--- start of Exercise materials ---

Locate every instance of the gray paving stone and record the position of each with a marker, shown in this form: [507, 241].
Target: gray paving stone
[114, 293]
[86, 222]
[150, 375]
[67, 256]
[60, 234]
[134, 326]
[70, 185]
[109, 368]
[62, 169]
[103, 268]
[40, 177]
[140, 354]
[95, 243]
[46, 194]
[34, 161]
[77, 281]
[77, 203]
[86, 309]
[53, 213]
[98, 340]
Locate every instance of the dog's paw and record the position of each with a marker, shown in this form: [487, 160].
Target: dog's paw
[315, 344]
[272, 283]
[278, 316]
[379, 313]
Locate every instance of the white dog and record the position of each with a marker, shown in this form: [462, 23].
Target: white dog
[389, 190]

--- end of Exercise materials ---

* Problem *
Extract every one of the records above verbatim, reproducing each line without any change.

* Completed exercise *
Locate every instance of the gray paving stone and record the position of each with a marker, shown in this form: [507, 241].
Target: gray paving stone
[114, 293]
[86, 222]
[150, 375]
[67, 256]
[60, 234]
[134, 326]
[70, 185]
[109, 368]
[62, 169]
[103, 268]
[40, 177]
[140, 354]
[95, 243]
[46, 194]
[34, 161]
[77, 281]
[77, 203]
[86, 309]
[53, 213]
[98, 340]
Locate every instance of the dog's paw and record the position of each with a marker, shown in this form: [487, 160].
Target: dog's paw
[315, 344]
[272, 283]
[278, 316]
[379, 313]
Locate every instance of the white dog and record the position of each with a marker, shown in this form: [462, 23].
Target: white dog
[389, 190]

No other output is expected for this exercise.